== Estratto della fonte ==
+++

Se partiamo da una lettura puramente orizzontale, c’è da disperarsi. Non ci rimane altro che rimanere chiusi nelle nostre mormorazioni nelle nostre critiche. Eppure, no! Noi siamo educatori dei giovani. Sappiamo bene che questi giovani in questo nostro mondo stanno cercando punti di riferimento di un’umanità sana, di leaders politici capace di interpretare la realtà con dei criteri di giustizia e di pace. Ma quando i nostri giovani guardano attorno, sappiamo bene che colgono solamente il vuoto di una visione povera della vita.
Noi che siamo impegnati per la educazione dei giovani abbiamo una grossa responsabilità. Non basta commentare il buio che lascia un’assenza quasi completa di leadership. Non basta commentare che non ci sono proposte che hanno la capacità di infiammare la memoria dei giovani. Spetta ad ognuno e ad ognuna di noi accendere quella candela di speranza in questo buio, offrire esempi di umanità riuscita nella quotidianità.
Davvero vale la pena oggi essere profeti del perdono e della gratuità.

+++

== Righe riportate ==
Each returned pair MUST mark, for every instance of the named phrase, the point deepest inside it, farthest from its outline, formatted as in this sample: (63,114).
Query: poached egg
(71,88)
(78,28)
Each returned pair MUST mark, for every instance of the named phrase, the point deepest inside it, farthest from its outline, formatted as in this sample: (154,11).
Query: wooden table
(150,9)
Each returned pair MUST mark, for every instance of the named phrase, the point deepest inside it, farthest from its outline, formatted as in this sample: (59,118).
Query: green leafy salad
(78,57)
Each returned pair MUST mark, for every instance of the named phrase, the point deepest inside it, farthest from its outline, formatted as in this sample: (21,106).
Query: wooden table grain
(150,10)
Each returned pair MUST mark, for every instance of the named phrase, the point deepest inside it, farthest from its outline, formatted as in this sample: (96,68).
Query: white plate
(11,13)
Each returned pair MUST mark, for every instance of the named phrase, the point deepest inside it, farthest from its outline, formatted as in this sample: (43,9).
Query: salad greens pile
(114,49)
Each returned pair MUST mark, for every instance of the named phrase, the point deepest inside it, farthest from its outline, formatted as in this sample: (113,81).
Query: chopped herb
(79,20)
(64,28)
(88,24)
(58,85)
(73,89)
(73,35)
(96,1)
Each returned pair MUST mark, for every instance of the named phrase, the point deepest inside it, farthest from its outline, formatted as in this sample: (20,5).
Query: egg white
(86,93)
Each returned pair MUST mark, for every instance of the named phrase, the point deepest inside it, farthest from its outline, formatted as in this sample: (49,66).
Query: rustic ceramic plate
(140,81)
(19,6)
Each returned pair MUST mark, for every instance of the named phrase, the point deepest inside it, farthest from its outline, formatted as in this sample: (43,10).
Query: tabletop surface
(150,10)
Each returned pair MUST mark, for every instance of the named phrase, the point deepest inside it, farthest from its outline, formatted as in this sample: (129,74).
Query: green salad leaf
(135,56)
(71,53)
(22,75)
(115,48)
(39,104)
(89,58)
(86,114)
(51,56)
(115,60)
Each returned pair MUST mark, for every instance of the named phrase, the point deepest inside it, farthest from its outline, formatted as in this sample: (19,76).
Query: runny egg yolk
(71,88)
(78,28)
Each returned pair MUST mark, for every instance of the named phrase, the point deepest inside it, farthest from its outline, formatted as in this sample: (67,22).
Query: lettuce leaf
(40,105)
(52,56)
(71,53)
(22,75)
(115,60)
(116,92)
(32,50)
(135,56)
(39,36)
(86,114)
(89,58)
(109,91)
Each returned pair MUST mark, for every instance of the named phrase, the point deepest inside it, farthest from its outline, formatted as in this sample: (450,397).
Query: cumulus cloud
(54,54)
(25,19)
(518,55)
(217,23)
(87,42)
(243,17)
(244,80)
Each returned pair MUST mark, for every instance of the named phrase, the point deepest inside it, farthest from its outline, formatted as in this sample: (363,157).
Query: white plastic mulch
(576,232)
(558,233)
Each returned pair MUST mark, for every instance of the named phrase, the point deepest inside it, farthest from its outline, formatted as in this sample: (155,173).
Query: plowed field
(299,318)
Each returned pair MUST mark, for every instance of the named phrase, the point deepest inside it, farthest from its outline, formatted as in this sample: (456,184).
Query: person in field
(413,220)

+++

== Consegne di lavoro ==
**1.** Trascrivi ogni frase dell'estratto della fonte in cui compare la parola "giovani".
**2.** Calcola quante righe riportate contengono la stringa "plate" e indica soltanto il numero.

== Soluzioni ==
**1.**
1. Noi siamo educatori dei giovani.
2. Sappiamo bene che questi giovani in questo nostro mondo stanno cercando punti di riferimento di un'umanità sana, di leaders politici capace di interpretare la realtà con dei criteri di giustizia e di pace.
3. Ma quando i nostri giovani guardano attorno, sappiamo bene che colgono solamente il vuoto di una visione povera della vita.
4. Noi che siamo impegnati per la educazione dei giovani abbiamo una grossa responsabilità.
5. Non basta commentare che non ci sono proposte che hanno la capacità di infiammare la memoria dei giovani.

**2.** 2